INSTRUCTIONS TO FOLLOW
Exclude the pictures and return every line exactly as written.

--- Begin MATERIALS PROVIDED ---

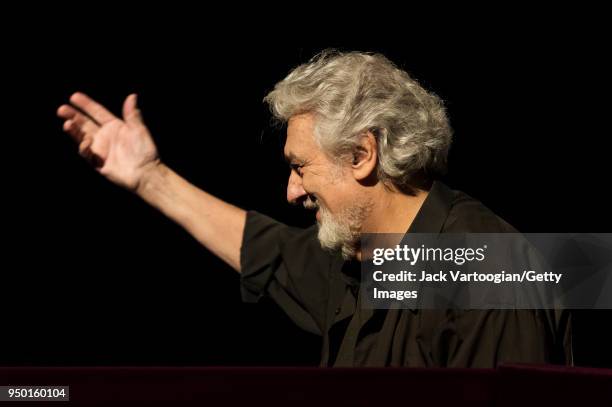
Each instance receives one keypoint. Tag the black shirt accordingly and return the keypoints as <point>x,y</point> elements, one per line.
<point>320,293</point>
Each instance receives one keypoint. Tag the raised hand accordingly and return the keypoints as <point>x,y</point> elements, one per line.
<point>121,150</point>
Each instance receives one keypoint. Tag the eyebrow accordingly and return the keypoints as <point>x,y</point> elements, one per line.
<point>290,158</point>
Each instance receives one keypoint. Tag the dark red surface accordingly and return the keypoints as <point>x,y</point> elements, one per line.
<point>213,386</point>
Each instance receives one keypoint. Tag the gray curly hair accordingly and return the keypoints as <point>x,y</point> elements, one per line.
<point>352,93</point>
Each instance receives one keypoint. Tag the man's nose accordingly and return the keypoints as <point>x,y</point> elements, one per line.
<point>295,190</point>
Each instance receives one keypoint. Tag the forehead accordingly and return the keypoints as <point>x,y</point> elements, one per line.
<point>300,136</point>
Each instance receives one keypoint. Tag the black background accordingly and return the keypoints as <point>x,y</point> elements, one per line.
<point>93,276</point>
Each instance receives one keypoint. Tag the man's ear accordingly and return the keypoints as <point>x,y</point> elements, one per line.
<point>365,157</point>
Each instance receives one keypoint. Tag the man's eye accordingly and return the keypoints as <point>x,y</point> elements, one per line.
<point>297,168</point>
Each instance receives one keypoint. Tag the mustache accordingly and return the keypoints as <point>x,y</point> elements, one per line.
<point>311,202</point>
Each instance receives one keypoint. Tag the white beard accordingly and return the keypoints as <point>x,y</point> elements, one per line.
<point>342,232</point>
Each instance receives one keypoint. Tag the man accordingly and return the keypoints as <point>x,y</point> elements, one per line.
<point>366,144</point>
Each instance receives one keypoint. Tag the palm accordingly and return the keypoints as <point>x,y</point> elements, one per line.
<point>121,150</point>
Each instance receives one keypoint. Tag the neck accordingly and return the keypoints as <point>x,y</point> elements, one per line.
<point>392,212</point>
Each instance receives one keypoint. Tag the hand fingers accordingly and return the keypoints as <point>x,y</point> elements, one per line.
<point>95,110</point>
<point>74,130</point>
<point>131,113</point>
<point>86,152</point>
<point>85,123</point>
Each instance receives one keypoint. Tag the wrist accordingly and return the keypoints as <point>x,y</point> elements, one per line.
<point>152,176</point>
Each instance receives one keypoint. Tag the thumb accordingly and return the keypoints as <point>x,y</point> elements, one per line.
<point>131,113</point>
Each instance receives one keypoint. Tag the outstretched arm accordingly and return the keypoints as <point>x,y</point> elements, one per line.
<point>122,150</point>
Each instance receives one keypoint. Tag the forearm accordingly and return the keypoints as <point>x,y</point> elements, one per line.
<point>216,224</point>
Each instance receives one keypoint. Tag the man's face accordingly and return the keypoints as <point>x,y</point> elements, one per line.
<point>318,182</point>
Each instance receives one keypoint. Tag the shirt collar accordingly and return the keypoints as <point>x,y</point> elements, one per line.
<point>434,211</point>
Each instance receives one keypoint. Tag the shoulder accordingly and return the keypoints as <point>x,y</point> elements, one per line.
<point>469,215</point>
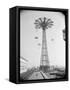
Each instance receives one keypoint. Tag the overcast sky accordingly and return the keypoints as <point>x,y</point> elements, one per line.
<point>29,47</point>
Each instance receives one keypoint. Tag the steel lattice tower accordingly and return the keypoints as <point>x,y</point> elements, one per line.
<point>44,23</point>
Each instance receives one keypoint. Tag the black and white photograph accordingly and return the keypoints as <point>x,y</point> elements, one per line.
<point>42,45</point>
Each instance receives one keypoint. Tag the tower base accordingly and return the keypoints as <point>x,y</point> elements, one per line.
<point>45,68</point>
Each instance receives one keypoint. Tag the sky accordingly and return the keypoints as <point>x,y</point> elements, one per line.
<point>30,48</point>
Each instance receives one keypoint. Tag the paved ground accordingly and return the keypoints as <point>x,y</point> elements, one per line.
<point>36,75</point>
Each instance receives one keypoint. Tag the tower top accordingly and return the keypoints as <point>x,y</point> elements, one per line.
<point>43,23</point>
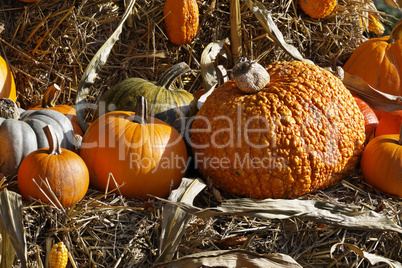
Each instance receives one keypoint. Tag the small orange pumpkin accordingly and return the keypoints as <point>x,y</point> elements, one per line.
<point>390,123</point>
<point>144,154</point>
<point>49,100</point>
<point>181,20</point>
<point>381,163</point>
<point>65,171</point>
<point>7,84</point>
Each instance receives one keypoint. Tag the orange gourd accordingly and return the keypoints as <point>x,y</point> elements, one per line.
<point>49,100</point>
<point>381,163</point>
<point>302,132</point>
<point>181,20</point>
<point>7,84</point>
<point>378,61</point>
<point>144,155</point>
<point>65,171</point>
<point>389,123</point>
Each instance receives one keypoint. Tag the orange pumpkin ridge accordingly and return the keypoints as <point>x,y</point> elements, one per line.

--- End MATERIALS PROVIDED ---

SOLUTION BELOW
Each instance receives one keypoint. Tag the black shirt accordingly and return the keypoints as <point>x,y</point> elements, one per line.
<point>320,293</point>
Each instance receives one keypoint. Tag the raised hand accordingly and return the keypoints as <point>x,y</point> elements, one per line.
<point>121,150</point>
Each instance receives one keypoint. Tag the eyebrow accordingly and return the keypoints as <point>x,y</point> elements, one per line.
<point>290,158</point>
Each instance receives one keypoint. Tag the dark red surface accordingly and return the keypoints as <point>x,y</point> elements, one per line.
<point>213,386</point>
Each instance receives one keypoint. Tag the gray curly hair accordingly and return the keypoints as <point>x,y</point> elements, one per line.
<point>352,93</point>
Each instance receives one keypoint. Tag the man's nose accordingly and return the keypoints as <point>x,y</point> elements, one per line.
<point>295,190</point>
Each instance receives one keypoint. Tag the forehead accordingly and return the keypoints as <point>x,y</point> elements, one per line.
<point>300,136</point>
Each instance receives one keypoint. Tag the black background accordingly and return the keypoints as <point>x,y</point> elements, one per line.
<point>93,276</point>
Each instance receives one keypoint. Tag the man's ear accordingly and return the keypoints as <point>x,y</point> elements, one per line.
<point>365,157</point>
Each instance receives one keypoint. Tag the man's eye accordingly and return the keypoints as <point>x,y</point> elements, one per line.
<point>297,168</point>
Each instance receives one keypoint. Tag the mustache accordingly and return the keypoints as <point>x,y</point> elements, one per line.
<point>311,202</point>
Each instance receives one keypoint. Tag the white beard accordingly and return the keypoints as <point>x,y</point> elements, one per line.
<point>342,232</point>
Each instance receives one keypoint. Tag the man accordingly and return the keypoints as <point>x,y</point> elements, one per line.
<point>366,144</point>
Each instance receives one keypoint. Tag the palm accordingly and return the keypoints as <point>x,y</point> elements, one per line.
<point>121,150</point>
Each instance receives one keypoint. Tag the neck accordingly and return the keypoints as <point>x,y</point> elements, one per line.
<point>392,212</point>
Each instance receives one keypoint. Tag the hand fingers accordingly and return the keypoints as <point>x,y</point> elements, one per line.
<point>95,110</point>
<point>74,130</point>
<point>131,113</point>
<point>86,152</point>
<point>85,123</point>
Each instance receives one keypoint. Tag the wrist accordingly and return the keypoints as <point>x,y</point> elements, one per line.
<point>152,176</point>
Each instance receives one keypoint. Tag the thumb accordingly and return the keypoints as <point>x,y</point> elements, one per line.
<point>131,113</point>
Each instance receives one keypoint. Tag the outstretched arm accordingly and return the keypoints as <point>x,y</point> elements, one per line.
<point>122,150</point>
Each instance receives one keypoint. Tag the forearm accordingly and return the keypoints as <point>x,y</point> elements, one per line.
<point>216,224</point>
Each instance receives one keypoint. Tag the man's face accordingly and return the keypoints as <point>x,y</point> elements, one per line.
<point>318,182</point>
Each instance receives one keypoint. Tag the shirt collar accordingly and return the keypoints as <point>x,y</point> elements, one per line.
<point>434,211</point>
Each instance receives one keypoint. Tag the shoulder accordingly and return the keypoints as <point>x,y</point> elements, one per line.
<point>469,215</point>
Each instance receives one keypoint. Tag the overcast sky accordingly and return the keypoints as <point>x,y</point> elements, one per line.
<point>29,47</point>
Each instance receives one keypoint. Tag the steel lattice tower accordingly and return the keypoints as <point>x,y</point> elements, one per line.
<point>44,23</point>
Each instance receives one keypoint. Tag the black and white photograph accordingly and return the keypoints as <point>x,y</point> elements, one per line.
<point>42,45</point>
Each instance receives one keypoint. Tag the tower base accordingly and return the keypoints as <point>x,y</point> elements, one per line.
<point>45,68</point>
Each instance receives one keypoint. Tag the sky accordingly and return the keypoints as <point>x,y</point> elements, one per line.
<point>30,48</point>
Each instance receives one keypoint. Tag the paved ground accordingly and return the keypoints as <point>x,y</point> elements, one per line.
<point>36,75</point>
Each instance receives one keypoint. Tag the tower top accordingly and return the keypoints as <point>x,y</point> elements, one per line.
<point>43,23</point>
Each instance receives one keypoint. Tag the small orange pumpkin accordingly and return the keypoints as <point>x,y</point> elements, one per line.
<point>390,123</point>
<point>144,154</point>
<point>49,100</point>
<point>181,20</point>
<point>381,163</point>
<point>65,171</point>
<point>7,84</point>
Each instance receives one keypoint. Tag the orange gourd accordingly and return the keypoints as <point>x,y</point> elements, one per line.
<point>49,100</point>
<point>381,163</point>
<point>302,132</point>
<point>181,20</point>
<point>7,84</point>
<point>378,61</point>
<point>144,155</point>
<point>65,171</point>
<point>389,123</point>
Each instance receives one keypoint. Tag the orange pumpkin ridge accordingly and return the keypoints as <point>x,y</point> elements, one per line.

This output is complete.